Problem
The output should be the line containing "Point to the accreditation" and every later line of the records, exactly as written, and nothing else.

Record extracts

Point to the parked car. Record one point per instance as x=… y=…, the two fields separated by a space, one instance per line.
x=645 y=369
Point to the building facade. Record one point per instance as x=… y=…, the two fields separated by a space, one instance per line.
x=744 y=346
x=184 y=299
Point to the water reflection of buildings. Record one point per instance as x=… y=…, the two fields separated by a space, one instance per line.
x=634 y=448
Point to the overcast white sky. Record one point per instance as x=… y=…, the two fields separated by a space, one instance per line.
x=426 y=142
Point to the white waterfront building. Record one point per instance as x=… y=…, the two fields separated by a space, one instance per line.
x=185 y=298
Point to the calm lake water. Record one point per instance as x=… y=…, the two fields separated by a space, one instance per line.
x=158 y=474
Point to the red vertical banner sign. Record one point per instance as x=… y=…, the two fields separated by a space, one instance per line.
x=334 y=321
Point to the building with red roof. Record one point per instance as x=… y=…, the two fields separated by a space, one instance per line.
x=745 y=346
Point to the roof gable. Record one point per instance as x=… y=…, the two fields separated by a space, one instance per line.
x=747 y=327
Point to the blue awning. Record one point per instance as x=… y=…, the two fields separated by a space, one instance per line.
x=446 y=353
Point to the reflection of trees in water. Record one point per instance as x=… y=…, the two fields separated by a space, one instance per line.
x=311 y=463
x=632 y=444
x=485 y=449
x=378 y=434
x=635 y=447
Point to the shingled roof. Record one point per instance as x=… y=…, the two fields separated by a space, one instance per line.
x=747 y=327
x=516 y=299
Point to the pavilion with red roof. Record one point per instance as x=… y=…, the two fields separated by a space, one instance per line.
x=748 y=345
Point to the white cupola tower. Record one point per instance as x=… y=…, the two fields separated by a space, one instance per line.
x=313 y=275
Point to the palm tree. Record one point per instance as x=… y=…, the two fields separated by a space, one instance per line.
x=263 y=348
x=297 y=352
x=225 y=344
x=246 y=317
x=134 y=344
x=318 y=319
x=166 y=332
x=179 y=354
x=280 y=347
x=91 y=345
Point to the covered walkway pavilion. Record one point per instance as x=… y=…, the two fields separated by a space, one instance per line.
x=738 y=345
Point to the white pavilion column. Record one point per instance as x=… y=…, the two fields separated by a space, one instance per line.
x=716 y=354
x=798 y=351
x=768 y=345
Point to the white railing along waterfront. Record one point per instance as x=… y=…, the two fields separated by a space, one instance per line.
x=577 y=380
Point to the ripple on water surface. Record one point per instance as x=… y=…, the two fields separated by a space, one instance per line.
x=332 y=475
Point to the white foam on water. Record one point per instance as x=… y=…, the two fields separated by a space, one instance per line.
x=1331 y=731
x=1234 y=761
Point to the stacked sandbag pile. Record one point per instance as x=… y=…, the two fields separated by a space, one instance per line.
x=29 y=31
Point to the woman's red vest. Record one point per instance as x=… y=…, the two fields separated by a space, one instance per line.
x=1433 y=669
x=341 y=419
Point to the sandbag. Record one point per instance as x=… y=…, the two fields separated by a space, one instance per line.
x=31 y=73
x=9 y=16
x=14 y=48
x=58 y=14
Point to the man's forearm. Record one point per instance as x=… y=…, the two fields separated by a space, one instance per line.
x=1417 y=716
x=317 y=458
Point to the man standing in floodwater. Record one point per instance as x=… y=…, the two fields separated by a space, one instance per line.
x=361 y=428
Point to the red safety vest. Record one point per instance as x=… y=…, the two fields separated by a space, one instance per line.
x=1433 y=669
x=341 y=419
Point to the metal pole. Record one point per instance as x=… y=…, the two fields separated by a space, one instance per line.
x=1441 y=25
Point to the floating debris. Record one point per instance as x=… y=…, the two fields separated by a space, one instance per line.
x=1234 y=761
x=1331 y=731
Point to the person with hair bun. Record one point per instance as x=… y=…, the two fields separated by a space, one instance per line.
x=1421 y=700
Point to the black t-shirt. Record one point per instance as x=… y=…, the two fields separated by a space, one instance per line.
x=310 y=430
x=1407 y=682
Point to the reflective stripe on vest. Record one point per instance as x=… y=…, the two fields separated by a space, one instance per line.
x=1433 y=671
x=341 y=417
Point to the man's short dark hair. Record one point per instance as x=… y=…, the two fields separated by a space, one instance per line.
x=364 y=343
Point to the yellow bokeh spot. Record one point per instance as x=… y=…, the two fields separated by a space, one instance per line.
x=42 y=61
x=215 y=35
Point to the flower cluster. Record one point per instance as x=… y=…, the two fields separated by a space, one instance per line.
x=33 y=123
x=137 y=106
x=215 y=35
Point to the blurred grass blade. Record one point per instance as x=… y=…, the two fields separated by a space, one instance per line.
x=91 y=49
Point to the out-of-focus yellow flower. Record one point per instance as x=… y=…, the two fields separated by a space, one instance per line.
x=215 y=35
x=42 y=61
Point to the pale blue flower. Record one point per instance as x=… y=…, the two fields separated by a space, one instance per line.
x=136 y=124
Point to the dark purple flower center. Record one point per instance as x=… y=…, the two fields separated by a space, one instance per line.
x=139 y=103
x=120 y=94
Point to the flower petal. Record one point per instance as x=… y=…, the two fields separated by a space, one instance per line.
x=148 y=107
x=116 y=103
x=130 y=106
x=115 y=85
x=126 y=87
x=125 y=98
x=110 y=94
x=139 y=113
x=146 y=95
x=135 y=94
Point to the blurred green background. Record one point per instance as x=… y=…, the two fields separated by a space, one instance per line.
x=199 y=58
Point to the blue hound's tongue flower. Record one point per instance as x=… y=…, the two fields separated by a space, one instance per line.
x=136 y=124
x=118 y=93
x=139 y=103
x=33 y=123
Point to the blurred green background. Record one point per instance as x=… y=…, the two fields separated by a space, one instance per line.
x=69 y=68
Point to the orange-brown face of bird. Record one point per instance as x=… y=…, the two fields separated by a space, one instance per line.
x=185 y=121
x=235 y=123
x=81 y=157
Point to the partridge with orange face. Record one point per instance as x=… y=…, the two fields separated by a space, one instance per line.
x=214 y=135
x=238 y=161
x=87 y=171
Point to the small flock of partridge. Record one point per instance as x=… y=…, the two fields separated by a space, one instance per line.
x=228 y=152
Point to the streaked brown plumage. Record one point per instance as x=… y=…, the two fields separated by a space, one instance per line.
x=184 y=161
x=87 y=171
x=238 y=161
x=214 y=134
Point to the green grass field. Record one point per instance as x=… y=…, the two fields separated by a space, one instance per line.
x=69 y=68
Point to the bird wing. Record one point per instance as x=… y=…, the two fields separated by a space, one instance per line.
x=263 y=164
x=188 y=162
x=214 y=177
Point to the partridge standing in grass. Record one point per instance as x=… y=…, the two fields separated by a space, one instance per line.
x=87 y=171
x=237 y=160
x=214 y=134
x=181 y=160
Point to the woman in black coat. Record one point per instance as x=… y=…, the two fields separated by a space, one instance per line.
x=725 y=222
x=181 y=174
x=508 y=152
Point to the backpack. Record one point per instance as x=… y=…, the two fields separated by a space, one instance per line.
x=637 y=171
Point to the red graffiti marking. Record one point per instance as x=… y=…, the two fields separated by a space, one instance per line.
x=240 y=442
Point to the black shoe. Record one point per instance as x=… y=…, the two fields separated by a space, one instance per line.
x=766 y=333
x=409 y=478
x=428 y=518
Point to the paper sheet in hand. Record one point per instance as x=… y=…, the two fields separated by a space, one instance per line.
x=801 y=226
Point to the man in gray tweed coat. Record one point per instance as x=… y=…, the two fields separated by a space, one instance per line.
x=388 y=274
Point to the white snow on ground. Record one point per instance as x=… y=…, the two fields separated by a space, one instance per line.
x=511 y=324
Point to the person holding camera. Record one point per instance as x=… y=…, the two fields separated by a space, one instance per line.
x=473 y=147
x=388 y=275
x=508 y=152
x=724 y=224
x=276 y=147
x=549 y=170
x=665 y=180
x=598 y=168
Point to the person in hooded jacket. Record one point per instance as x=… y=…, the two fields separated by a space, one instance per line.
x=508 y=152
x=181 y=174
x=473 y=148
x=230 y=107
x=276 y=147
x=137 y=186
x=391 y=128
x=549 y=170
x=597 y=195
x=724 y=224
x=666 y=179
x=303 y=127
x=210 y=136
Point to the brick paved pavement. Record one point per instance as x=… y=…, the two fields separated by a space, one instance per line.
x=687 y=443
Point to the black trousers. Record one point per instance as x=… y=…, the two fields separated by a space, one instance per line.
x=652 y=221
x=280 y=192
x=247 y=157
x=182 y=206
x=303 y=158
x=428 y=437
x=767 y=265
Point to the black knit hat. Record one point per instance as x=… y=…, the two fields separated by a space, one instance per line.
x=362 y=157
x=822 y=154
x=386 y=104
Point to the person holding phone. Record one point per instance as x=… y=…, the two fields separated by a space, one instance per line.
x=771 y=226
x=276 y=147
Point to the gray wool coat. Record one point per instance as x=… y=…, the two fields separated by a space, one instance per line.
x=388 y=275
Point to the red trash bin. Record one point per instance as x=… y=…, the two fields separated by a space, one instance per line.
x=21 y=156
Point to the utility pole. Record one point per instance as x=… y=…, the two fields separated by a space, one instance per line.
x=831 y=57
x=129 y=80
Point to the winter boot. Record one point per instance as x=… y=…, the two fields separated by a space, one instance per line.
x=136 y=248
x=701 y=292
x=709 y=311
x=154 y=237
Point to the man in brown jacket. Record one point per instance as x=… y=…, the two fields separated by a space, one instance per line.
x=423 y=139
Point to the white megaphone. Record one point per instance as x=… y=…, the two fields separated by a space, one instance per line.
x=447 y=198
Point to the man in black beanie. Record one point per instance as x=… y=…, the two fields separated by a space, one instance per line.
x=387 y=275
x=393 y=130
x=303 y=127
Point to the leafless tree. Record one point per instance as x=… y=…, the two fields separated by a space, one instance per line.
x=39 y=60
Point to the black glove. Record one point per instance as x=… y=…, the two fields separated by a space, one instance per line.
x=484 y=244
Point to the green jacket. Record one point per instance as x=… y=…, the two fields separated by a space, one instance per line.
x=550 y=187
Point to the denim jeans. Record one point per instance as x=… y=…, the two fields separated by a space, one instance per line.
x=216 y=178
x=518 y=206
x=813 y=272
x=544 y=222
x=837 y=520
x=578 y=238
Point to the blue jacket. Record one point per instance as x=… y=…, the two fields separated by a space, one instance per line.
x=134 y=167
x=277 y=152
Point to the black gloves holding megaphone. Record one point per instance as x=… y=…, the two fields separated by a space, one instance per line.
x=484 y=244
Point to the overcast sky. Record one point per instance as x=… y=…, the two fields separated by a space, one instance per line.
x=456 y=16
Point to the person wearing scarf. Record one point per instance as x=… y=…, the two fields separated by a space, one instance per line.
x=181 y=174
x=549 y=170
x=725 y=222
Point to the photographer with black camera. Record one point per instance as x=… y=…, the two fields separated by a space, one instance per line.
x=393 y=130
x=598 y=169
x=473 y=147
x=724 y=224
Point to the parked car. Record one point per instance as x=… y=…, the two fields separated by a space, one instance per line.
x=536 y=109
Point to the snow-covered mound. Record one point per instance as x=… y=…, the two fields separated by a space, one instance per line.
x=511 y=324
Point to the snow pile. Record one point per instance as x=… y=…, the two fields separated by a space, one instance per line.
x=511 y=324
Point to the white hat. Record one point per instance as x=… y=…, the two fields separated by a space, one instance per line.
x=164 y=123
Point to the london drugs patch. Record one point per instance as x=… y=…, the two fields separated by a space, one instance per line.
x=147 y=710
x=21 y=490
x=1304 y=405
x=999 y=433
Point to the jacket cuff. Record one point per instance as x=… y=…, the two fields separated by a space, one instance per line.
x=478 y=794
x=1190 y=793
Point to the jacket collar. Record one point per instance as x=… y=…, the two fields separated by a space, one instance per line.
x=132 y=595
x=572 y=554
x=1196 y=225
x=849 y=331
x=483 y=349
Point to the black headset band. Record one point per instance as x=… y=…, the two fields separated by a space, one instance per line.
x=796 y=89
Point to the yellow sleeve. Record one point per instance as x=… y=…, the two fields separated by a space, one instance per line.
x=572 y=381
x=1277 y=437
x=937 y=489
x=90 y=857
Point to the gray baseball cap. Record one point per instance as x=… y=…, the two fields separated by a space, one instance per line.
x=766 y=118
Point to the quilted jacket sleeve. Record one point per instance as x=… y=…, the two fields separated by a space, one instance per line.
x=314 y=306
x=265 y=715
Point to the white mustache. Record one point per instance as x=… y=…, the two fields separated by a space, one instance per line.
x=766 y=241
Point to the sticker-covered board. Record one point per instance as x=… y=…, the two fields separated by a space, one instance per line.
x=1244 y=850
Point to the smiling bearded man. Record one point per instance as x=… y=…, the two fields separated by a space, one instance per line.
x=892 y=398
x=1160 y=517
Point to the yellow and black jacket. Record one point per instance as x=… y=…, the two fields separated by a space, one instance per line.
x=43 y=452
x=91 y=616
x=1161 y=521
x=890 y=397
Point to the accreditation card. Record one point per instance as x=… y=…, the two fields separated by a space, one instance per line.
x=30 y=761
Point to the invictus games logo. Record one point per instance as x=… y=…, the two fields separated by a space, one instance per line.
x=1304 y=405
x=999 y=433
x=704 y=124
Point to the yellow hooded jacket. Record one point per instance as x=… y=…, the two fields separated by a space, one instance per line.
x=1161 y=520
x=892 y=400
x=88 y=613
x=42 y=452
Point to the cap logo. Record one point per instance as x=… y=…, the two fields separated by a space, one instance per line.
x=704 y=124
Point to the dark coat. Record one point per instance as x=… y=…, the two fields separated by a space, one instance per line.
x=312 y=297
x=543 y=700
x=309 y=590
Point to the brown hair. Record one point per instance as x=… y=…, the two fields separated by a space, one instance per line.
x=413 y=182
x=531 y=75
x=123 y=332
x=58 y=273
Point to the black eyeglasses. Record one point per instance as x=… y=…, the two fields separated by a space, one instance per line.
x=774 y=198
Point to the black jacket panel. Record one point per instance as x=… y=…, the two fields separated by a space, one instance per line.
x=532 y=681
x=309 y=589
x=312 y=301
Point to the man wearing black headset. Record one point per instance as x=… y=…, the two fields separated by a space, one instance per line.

Written solution
Point to the accreditation card. Record one point per instance as x=… y=…, the two fields separated by a space, one instance per line.
x=30 y=761
Point to the invictus games logo. Record one point per instance as x=… y=…, the two fields separated by a space, one instance per line.
x=1304 y=405
x=999 y=433
x=704 y=124
Point to the yellow hooded jacket. Record one point per instance as x=… y=…, the two fields separated by a space, one instance per line.
x=1161 y=520
x=892 y=400
x=88 y=613
x=42 y=452
Point to the cap logo. Record one point per instance as x=… y=…, the two fields separated by a space, one instance per line.
x=704 y=124
Point to the dark coat. Record one point per instance as x=… y=…, the two fields separated by a space, one instance per line.
x=312 y=297
x=543 y=700
x=309 y=590
Point to the brown hair. Record one point per instance as x=… y=…, the two fields separated by a space, one instance per line.
x=413 y=182
x=531 y=75
x=123 y=332
x=58 y=273
Point to the black eyeglasses. Record one point per instance as x=… y=…, the two fields separated by a space, one instance per line.
x=774 y=198
Point to the black jacket panel. Record one point per instance as x=… y=…, the two fields separated by a space, one instance per line.
x=532 y=681
x=309 y=589
x=312 y=301
Point to the man wearing black headset. Record one point per instance as x=… y=…, the two fields separated by a space, one instance per line.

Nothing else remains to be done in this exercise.